◆ **WORK INSTRUCTIONS**
Please write out the part of the police training text below between "In police work, insufficient" and "police behaving incorrectly.", inclusive, word for word.

◆ **TEXT EXCERPT**

Additionally, the Federal Government supports the project for
a United Nations permanent criminal tribunal. It is due primarily
to the initiative of Germany that the United Nations International
Law Commission has prepared a complete draft statute for a permanent
criminal tribunal. The Federal Government is in favour of finishing
the draft statute rapidly.
Article 10
23.
As was stated in the initial report, trainees for suitable professions
receive instruction regarding the prohibition of torture.
24.
In accordance with the division of competences contained in
the Basic Law, training of the groups of individuals listed
in article 1 is incumbent partly on the Federation and partly
on the Länder. Both the Federation and the Länder are making
continuous efforts to improve training in line with the aims
contained in article 10.
25.
In police work, insufficient preparation for particularly difficult
situations, such as work in certain high-tension areas in the
drugs scene, increases the danger of the police behaving incorrectly.
This also applies to contact with foreigners, especially where
ethnic conflicts from home countries are transferred to Germany
or if foreigners are hardly able to speak German. In the light
of this, and as a reaction to individual cases of unlawful conduct
by police officers (see appendix I to this report for more details
on this), the Länder have scrutinized the general training plans
and the training courses for police officers, and where necessary
have adapted them to the increased demands faced by police officers
today. Training in conflict avoidance and conflict-solving,
as well as improving police officers' communication skills,
is being given even more emphasis than previously, in particular
in training for police officers working in acute problem areas
or in special functions. There is also an increase in contacts
with ethnic and social minorities and fringe groups, and the
organizations representing their interests, in order to achieve
a better understanding of their situation and their conduct.
26.
Several measures undertaken by one Federal Land, which was particularly
accused of incorrect behaviour by its police, are exemplary
and by no means definitive. In this Land, several projects in
the future training of police officers, in particular in units
which are stationed in social flashpoints, are being carried
out under the responsibility of agencies which are outside the
police force. Three projects are being carried out with academic
support in connection with one selected police station each.
On the basis of an examination of the situation in the station
and the area for which it is responsible, taking several weeks,
in particular in the light of conflicts between various ethnic
groups, special one-week training courses were designed in order
to train officers to deal with people in extreme situations.

◆ **ENTRIES**

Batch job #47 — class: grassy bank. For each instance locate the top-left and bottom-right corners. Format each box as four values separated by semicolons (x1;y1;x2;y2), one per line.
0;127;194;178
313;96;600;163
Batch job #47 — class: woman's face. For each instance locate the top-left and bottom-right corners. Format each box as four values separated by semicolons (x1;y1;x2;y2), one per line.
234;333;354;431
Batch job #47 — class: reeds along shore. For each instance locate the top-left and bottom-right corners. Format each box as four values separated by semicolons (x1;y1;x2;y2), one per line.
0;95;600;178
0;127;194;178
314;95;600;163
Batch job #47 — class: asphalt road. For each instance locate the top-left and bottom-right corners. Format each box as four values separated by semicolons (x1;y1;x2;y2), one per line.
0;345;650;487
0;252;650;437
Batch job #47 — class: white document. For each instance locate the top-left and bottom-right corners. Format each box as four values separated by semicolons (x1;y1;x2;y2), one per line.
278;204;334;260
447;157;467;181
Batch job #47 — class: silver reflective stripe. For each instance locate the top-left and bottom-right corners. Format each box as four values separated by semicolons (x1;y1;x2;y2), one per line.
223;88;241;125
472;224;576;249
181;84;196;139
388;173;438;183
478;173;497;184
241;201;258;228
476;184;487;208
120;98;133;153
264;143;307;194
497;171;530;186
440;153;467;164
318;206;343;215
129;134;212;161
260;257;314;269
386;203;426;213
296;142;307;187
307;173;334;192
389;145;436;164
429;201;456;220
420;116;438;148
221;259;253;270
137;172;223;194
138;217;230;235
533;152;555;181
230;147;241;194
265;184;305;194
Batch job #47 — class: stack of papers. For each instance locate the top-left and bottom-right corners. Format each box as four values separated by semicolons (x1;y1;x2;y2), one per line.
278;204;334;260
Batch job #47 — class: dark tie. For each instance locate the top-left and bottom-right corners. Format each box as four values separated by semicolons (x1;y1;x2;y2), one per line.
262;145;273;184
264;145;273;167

◆ **ANSWER TO THE PROBLEM**
In police work, insufficient preparation for particularly difficult
situations, such as work in certain high-tension areas in the
drugs scene, increases the danger of the police behaving incorrectly.